## THE TASK
Look below for the line holding "[locate] person swimming" and the line holding "[locate] river water". Transcribe exactly those lines and all lines between them, nothing more.

## Entries taken from a collection
^^^^

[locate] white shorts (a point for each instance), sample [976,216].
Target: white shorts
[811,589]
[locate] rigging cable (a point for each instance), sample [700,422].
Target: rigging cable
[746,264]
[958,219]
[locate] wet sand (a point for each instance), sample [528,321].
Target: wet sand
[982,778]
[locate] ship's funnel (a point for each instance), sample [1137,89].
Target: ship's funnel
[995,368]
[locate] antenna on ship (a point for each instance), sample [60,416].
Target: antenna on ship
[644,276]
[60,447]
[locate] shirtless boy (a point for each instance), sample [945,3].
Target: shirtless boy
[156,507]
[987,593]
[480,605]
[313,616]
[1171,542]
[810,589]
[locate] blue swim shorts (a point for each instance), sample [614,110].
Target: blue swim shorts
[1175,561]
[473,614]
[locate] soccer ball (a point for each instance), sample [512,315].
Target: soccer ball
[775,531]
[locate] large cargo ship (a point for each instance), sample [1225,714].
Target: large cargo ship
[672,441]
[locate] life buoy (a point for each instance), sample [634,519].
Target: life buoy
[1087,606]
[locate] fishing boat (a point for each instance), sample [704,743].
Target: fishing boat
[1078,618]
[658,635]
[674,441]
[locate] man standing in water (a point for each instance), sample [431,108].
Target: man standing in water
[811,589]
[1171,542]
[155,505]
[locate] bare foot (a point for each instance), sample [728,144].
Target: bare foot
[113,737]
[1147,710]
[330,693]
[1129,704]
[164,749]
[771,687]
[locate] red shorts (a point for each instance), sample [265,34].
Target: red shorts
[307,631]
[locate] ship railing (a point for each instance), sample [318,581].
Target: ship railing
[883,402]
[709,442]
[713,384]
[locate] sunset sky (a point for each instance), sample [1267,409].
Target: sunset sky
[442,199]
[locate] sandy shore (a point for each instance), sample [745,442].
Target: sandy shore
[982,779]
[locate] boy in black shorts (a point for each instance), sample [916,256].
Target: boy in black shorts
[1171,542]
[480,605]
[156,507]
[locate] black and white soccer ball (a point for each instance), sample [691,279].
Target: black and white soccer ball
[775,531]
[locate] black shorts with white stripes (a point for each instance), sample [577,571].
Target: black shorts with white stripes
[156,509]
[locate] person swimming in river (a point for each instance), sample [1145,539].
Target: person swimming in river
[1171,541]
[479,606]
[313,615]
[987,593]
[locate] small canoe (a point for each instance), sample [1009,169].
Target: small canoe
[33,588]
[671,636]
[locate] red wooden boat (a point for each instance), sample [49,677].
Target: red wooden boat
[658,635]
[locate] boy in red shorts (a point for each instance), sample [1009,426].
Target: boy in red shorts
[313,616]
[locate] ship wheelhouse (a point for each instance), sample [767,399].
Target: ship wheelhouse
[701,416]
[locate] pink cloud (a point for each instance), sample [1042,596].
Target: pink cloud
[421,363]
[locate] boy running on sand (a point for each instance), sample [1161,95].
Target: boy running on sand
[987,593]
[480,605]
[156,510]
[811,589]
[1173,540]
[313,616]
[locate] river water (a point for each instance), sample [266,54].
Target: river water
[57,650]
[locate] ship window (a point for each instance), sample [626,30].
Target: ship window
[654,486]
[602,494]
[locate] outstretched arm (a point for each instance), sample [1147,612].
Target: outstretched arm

^^^^

## RESPONSE TO THIS TASK
[locate] person swimming in river (a point for each instance), sample [1145,539].
Target: person swimming in river
[1171,541]
[479,606]
[313,615]
[987,593]
[locate] small canoe (a point for each instance), sample [1009,169].
Target: small canoe
[33,588]
[671,636]
[locate] red wooden boat (a point for each instance), sample [49,677].
Target: red wooden boat
[658,635]
[locate] boy in red shorts (a point for each instance), sample [1009,426].
Target: boy in red shorts
[313,616]
[locate] ship wheelhouse (a point for each instance), sample [767,399].
Target: ship wheelhouse
[701,416]
[locate] pink cloud (a point for each instance), sample [1042,596].
Target: pink cloud
[421,363]
[locate] boy running on sand (a point for each instance), sample [1161,95].
Target: boy running on sand
[987,593]
[480,605]
[156,510]
[811,589]
[1173,540]
[313,616]
[locate] river water (a point for each instance), sample [266,54].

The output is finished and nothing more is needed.